* _Tâche demandée_: D’après la critique du roman, de quelle nationalité est son auteur ?

* _Extrait présenté_:
>>>>>

L’intelligence de l’analyse rivalise avec les beautés de plume de cet auteur qui s’impose décidément comme un maître écrivain. Le plus grand talent préside à sa dissection psychologique de ce jeune homme construit dès le plus jeune âge dans le refoulement des émotions, pour lui comme autant de faiblesses. Ses tourments intérieurs dont, faute de les comprendre, encore moins de les verbaliser, il est le jouet inconscient, il prétend les faire taire, tuant l’humain en lui avec la force de sa haine, pour s’accrocher aux seuls repères qu’on lui ait jamais présentés, clairs et rassurants dans leur aveugle rigidité d’armure : le code d’honneur de son clan, le culte de sa toute-puissance et le devoir de le défendre coûte que coûte. « Mourir valait toujours mieux que de vivre dans le déshonneur. » 
 
Prêt à tout, il est le pion idéal dans le jeu des manipulateurs de tout poil. Ceux-ci, surtout à notre époque, auraient pu se draper dans des motifs religieux. En cette période d’instabilité du régime, il devient le jouet d’intérêts politiques, qui le dépassent mais qui savent... le faire rouler comme un dé ! Pour le joueur, peu importe de perdre ou de gagner, de vivre ou de mourir, l’essentiel est ailleurs. Ceux qui arment les terroristes l’ont bien compris aussi, qui jouent sur la colère et le désir de mort qui les consument : « La vie ne lui suffisait pas », « Il était né avec la passion terrible de vouloir tout consumer, tout épuiser, avec un appétit sans fin. Seuls le jeu et le crime savaient assouvir cette passion. »

Un nouveau très grand roman, aussi pénétrant que merveilleusement écrit, de l’auteur turc si attaché au « combat contre le mal causé par la perversion des sociétés ». Coup de coeur. (5/5)

 

 

Citations :

La prison ressemblait aux ténèbres sanglantes du ventre d’une femelle requin dont la progéniture s’entredévore avant même de voir le jour. Les meurtriers enfermés là, sachant qu’ils n’en sortiraient plus, n’hésitaient pas à se battre et à s’entretuer. Les méthodes étaient variées, du coup de pique ou de couteau à l’huile bouillante qu’on déverse ou au coussin qu’on presse sur la tête du voisin dans son sommeil. Tous vivaient dans l’angoisse et la crainte.


Un jour enfin, il s’assit à son tour au bord de la couverture. Il éprouva la dureté anguleuse des dés dans sa main. Il lança, perdit. Lança, perdit. Lança, perdit. Il apprit à couper sa respiration quand les dés roulent. Il apprit à sentir son existence et l’univers entier suspendus à ce minuscule instant. Il apprit à perdre, et connut le fabuleux espoir de gagner que fait naître l’expérience de perdre.


Ils avaient beau lui avoir tout confisqué, sa vie, sa jeunesse, son avenir, il avait découvert quelque chose qu’ils ne pourraient jamais lui arracher : les dés. Quand il les secouait dans sa paume, la vie s’arrêtait mais le temps s’accélérait. Les premiers jours, la chance se refusa à lui, il ne fit que perdre. Peut-être que si l’inverse s’était produit et qu’il n’avait fait que gagner, peut-être n’aurait-il pas aimé autant le jeu. Mais perdre lui insuffla bientôt à la fois l’appétit de gagner, le désir d’inverser la fortune, le plaisir d’oublier. Il s’attacha à ces émotions de manière irréversible.

<<<<<

* _Enregistrements de pointage_:

>>>>>

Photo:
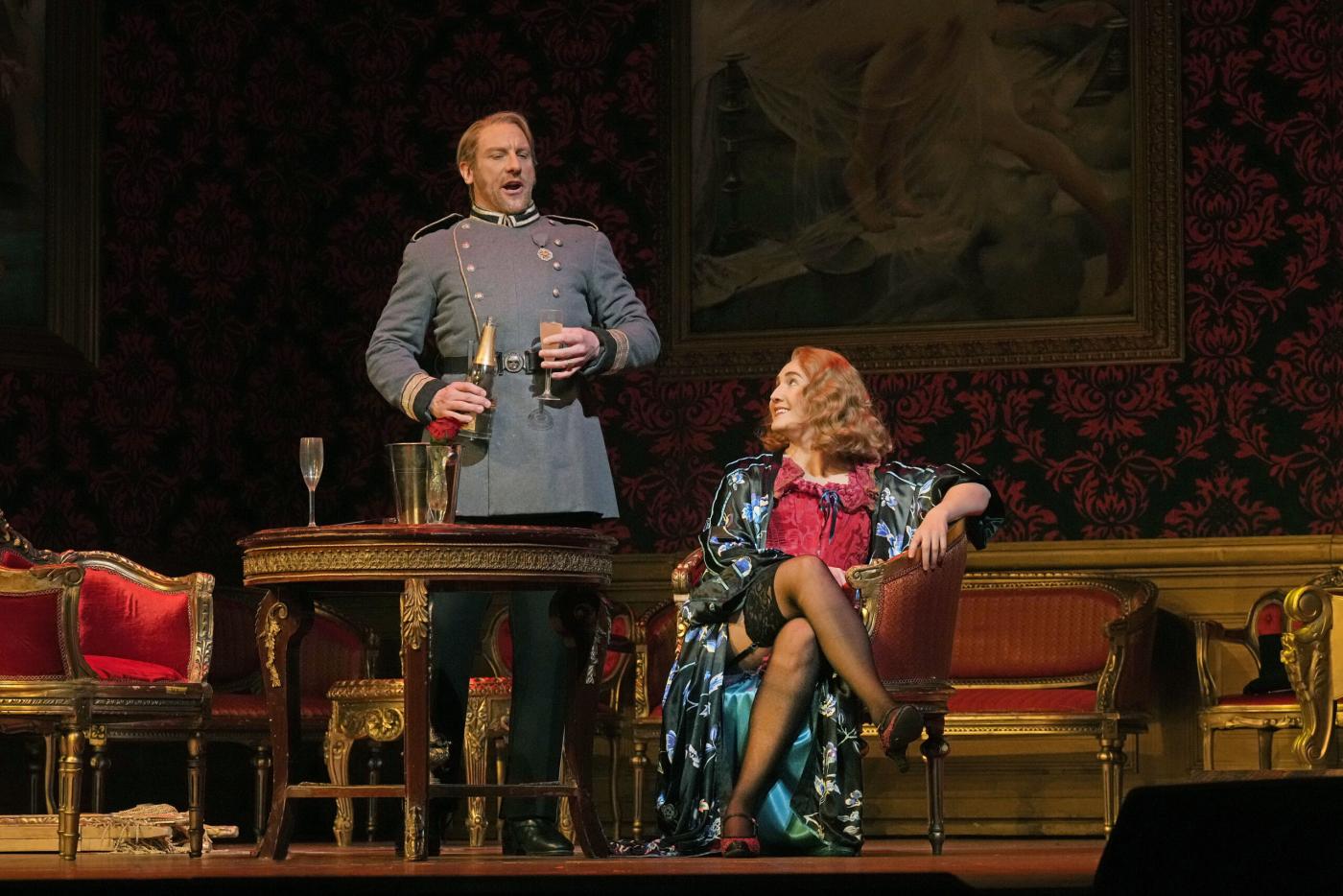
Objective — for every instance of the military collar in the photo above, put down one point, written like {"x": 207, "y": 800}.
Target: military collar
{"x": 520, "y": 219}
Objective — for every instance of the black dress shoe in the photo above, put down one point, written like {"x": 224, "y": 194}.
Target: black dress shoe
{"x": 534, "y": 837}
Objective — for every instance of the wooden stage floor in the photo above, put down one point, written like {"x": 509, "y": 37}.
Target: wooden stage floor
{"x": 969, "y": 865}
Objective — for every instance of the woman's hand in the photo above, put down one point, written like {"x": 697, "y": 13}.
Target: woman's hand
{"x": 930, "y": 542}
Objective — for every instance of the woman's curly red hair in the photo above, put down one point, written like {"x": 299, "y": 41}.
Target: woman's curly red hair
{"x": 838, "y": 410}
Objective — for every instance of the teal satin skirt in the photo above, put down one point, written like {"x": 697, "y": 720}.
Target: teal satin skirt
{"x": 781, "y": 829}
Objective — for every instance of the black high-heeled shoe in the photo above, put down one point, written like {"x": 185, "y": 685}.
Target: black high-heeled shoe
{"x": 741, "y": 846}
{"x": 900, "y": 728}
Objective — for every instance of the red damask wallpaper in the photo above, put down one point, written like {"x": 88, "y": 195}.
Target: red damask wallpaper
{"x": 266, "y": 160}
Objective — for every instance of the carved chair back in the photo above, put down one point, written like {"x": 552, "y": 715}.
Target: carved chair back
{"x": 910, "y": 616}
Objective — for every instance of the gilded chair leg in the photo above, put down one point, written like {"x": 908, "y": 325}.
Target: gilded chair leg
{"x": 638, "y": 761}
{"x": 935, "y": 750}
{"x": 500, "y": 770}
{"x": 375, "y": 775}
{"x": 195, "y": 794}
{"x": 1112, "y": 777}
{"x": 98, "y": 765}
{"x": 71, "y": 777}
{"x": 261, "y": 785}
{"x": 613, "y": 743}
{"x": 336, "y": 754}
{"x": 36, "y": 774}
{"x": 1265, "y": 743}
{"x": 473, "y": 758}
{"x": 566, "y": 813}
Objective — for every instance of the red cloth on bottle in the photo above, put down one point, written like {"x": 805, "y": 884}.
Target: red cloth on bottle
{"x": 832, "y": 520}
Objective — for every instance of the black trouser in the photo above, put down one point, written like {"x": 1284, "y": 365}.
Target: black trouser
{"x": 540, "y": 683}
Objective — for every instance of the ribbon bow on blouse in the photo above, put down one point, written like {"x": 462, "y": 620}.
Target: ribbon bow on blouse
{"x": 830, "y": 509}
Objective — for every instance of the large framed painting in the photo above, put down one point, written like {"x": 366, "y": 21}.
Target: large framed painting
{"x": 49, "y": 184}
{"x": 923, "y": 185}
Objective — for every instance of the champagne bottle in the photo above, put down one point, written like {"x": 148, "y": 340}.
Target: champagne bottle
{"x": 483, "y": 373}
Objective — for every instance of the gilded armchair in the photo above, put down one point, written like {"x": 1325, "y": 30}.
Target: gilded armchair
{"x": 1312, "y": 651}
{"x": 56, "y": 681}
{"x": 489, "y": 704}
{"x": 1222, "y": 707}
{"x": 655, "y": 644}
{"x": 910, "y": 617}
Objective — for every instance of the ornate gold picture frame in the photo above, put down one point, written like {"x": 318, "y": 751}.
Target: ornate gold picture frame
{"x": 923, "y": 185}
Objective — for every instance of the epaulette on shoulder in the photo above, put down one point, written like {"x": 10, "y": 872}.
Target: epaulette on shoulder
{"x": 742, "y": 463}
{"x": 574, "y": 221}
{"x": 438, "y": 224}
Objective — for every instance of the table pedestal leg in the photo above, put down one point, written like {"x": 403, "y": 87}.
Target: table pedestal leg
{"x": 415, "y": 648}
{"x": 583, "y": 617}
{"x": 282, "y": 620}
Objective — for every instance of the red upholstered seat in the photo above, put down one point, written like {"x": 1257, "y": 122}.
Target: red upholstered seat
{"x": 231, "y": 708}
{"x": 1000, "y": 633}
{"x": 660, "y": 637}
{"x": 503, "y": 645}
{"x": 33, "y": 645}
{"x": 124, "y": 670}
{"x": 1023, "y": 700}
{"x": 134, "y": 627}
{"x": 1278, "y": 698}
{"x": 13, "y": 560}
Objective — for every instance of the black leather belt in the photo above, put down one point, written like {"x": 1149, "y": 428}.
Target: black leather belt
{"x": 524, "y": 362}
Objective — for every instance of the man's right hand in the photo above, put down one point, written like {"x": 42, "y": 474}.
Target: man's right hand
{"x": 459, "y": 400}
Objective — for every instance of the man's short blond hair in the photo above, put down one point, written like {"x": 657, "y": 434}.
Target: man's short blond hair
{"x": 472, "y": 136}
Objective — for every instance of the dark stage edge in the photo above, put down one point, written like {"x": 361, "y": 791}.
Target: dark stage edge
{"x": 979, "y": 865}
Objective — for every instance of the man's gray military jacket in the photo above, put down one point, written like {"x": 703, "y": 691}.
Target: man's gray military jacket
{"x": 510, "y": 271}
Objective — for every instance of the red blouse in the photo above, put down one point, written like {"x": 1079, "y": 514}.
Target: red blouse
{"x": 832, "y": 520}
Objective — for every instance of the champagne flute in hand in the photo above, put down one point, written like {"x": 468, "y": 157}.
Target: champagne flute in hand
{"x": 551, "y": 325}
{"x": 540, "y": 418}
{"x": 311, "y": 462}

<<<<<

* _Solution proposée_: L’auteur est turc.